## Begin Dataset content

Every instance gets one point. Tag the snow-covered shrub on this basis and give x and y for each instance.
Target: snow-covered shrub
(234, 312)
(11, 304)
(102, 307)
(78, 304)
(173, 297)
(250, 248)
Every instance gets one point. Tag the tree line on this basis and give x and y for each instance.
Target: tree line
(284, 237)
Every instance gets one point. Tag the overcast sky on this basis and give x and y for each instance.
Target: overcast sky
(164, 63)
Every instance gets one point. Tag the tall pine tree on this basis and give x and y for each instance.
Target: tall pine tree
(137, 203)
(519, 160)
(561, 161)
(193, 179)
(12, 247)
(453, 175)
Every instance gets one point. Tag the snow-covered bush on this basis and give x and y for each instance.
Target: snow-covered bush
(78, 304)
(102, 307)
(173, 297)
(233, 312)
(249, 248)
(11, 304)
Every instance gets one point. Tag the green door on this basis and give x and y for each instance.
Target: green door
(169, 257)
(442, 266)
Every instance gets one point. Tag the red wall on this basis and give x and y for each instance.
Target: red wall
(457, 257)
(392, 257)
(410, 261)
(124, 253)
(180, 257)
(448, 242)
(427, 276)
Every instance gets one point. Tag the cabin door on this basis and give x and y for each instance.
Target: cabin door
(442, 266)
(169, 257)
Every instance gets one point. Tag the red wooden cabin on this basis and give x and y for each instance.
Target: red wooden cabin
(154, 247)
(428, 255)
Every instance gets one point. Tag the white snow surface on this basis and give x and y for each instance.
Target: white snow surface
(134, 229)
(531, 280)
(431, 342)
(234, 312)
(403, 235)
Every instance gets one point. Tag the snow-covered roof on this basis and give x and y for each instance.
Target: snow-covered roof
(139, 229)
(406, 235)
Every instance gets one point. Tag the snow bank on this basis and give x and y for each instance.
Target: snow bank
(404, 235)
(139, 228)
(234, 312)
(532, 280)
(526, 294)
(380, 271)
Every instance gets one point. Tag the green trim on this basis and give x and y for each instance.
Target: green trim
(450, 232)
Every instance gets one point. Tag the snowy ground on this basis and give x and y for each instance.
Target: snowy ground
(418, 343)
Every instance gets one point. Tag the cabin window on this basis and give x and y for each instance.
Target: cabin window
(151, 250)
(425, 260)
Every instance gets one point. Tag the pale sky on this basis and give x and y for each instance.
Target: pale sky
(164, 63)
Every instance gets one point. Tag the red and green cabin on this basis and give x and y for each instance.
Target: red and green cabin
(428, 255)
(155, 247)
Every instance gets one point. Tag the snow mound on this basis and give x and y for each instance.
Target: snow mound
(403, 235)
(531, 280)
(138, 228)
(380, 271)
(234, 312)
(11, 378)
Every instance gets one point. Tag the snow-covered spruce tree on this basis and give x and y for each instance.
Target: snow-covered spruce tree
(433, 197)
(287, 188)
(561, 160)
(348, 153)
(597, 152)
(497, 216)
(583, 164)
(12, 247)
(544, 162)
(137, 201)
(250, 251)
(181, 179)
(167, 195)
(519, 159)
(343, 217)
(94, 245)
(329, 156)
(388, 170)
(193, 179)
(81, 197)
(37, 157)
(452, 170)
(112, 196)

## End Dataset content

**Exercise task**
Type the whole listing again, unaltered.

**Solution to this task**
Every instance gets one point. Tag the snow-covered shrub on this basis and give x and y for each instance.
Target: snow-covered shrub
(234, 312)
(11, 304)
(102, 307)
(78, 304)
(173, 297)
(250, 248)
Every instance gets one point. Tag the tree line on this basis and give x and y for each instance.
Target: tree line
(284, 237)
Every instance gets one point. Tag the overcast sky on this basis and give x and y for each instance.
Target: overcast sky
(164, 63)
Every instance gets one point. Tag the tall pine tree on this basis and give x and y for each instance.
Target: tall pine tree
(137, 203)
(519, 160)
(561, 161)
(193, 179)
(12, 247)
(453, 175)
Every instance gets one point. Tag the snow-covered bush on this basis and give x and y for each instance.
Target: snow-covered bush
(78, 304)
(102, 307)
(173, 297)
(233, 312)
(249, 248)
(11, 304)
Every instance gets one point. Tag the green door on this basis and give x and y for each instance.
Target: green door
(169, 257)
(442, 266)
Every instance gets one point. Tag the red wall on this basis and give x and y for each instance.
Target: red wall
(457, 257)
(392, 257)
(410, 261)
(124, 253)
(180, 257)
(448, 242)
(427, 276)
Every instance gets one point. Tag the cabin door on this basis and give x and y for each instance.
Target: cabin door
(442, 266)
(169, 257)
Every instance gets one point. Tag the red wooden cabin on this basis and give x and y for each instance.
Target: red wooden cabin
(154, 247)
(428, 255)
Every instance gets one point. Tag the white snow surface on this basis and give x and y for each instance.
Target: white snow surface
(134, 229)
(531, 280)
(431, 342)
(234, 312)
(403, 235)
Every instance gets one point. Tag the snow-covered roof on this basis and give x and y for each instance.
Target: snow-covered roof
(139, 229)
(406, 235)
Every instance gets one point. Tag the snow bank on this basis and give x and y for each instance.
Target: snow bank
(404, 235)
(139, 228)
(234, 312)
(532, 280)
(526, 294)
(380, 271)
Every instance gets one point. Tag the green trim on this basis and give x and y for each instance.
Target: green trim
(450, 232)
Every instance gets one point. Tag the snowy ground on this basis and give x and y for each instance.
Target: snowy ground
(418, 343)
Every instance gets one point. Tag the cabin window on this basis and give x and y for each instance.
Target: cabin window
(151, 250)
(425, 260)
Every instance gets one point. Tag the pale sky on this basis and give x and y for each instance.
Target: pale sky
(164, 63)
Every instance gets one point. Tag the red and green cabin on this basis and give x and y for each instance.
Target: red and green cabin
(428, 255)
(155, 247)
Every instance gets one point. Tag the snow mound on this basis and give x and y for each instance.
Target: snow mound
(403, 235)
(531, 280)
(138, 228)
(380, 271)
(234, 312)
(11, 378)
Every instance gets one point. Tag the snow-covered spruce tree on this basis and give x and y for each instance.
Target: snow-covered spruce tree
(433, 197)
(287, 188)
(561, 160)
(348, 153)
(597, 152)
(497, 216)
(583, 164)
(12, 247)
(544, 162)
(137, 201)
(250, 251)
(181, 179)
(167, 195)
(519, 159)
(343, 217)
(94, 245)
(329, 156)
(388, 170)
(193, 179)
(81, 197)
(37, 157)
(452, 170)
(112, 196)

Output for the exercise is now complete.